» MATERIAL:
◇ ◇ ◇ ◇ ◇

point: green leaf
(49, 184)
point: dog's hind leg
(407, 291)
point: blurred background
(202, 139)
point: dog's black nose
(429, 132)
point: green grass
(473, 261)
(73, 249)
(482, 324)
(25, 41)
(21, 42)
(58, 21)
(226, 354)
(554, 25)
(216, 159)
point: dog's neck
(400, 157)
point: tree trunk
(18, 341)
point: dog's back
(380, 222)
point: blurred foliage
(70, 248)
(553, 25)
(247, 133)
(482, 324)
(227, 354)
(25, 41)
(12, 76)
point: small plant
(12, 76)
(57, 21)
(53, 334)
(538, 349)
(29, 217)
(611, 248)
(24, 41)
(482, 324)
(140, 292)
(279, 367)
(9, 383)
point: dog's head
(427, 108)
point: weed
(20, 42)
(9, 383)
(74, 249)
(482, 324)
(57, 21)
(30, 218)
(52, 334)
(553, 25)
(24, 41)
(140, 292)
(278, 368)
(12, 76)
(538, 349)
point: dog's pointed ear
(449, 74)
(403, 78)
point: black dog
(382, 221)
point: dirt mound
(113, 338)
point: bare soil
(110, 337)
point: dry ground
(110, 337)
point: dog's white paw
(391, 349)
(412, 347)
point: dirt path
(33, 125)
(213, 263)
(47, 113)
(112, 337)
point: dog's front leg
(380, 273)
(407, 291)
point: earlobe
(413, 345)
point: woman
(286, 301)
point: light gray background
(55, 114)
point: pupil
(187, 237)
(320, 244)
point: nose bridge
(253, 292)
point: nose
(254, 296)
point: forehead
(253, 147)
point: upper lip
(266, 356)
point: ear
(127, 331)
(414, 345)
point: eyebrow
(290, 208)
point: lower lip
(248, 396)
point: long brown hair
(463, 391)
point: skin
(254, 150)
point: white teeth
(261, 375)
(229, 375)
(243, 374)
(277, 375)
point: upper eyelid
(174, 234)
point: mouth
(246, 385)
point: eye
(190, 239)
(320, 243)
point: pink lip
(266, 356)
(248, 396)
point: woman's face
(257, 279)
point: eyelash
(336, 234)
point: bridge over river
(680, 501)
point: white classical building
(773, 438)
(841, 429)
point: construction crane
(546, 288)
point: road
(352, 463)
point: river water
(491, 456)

◇ ◇ ◇ ◇ ◇

» TASK BRIEF: Reproduce all of the lines above, swapping "blurred" for "hazy" wherever it occurs and changing nothing else.

» SOLUTION FOR THIS PROBLEM:
point: green leaf
(49, 184)
point: dog's hind leg
(407, 291)
point: hazy background
(202, 139)
point: dog's black nose
(429, 132)
point: green grass
(473, 261)
(73, 249)
(482, 324)
(25, 41)
(21, 42)
(58, 21)
(226, 354)
(554, 25)
(216, 159)
point: dog's neck
(400, 157)
point: tree trunk
(18, 341)
point: dog's back
(380, 222)
point: hazy foliage
(70, 248)
(553, 25)
(247, 133)
(482, 324)
(227, 354)
(25, 41)
(12, 76)
point: small plant
(12, 76)
(57, 21)
(53, 334)
(538, 349)
(29, 217)
(611, 248)
(24, 41)
(482, 324)
(140, 292)
(279, 367)
(9, 383)
point: dog's head
(427, 108)
point: weed
(20, 42)
(9, 383)
(74, 249)
(482, 324)
(57, 21)
(30, 218)
(52, 334)
(553, 25)
(24, 41)
(140, 292)
(278, 368)
(12, 76)
(538, 349)
point: dog's pointed ear
(449, 74)
(403, 78)
point: black dog
(382, 221)
point: dirt mound
(113, 338)
point: bare soil
(110, 337)
point: dry ground
(110, 337)
point: dog's white paw
(391, 349)
(412, 347)
point: dirt path
(33, 125)
(213, 263)
(47, 113)
(112, 337)
point: dog's front leg
(380, 273)
(407, 291)
point: earlobe
(413, 345)
point: woman
(286, 301)
point: light gray background
(55, 114)
point: pupil
(187, 237)
(320, 244)
point: nose bridge
(253, 292)
point: nose
(254, 296)
point: forehead
(253, 147)
point: upper lip
(266, 356)
point: ear
(127, 331)
(414, 345)
point: eyebrow
(290, 208)
point: lower lip
(248, 396)
point: long brown hair
(463, 391)
point: skin
(254, 150)
point: white teeth
(261, 375)
(229, 375)
(243, 374)
(277, 375)
point: upper eyelid
(174, 234)
point: mouth
(246, 385)
point: eye
(190, 239)
(320, 243)
point: pink lip
(266, 356)
(248, 396)
point: woman's face
(257, 279)
point: eyelash
(336, 234)
point: bridge over river
(680, 501)
point: white classical building
(773, 438)
(841, 429)
point: construction crane
(546, 288)
point: road
(352, 463)
point: river water
(491, 456)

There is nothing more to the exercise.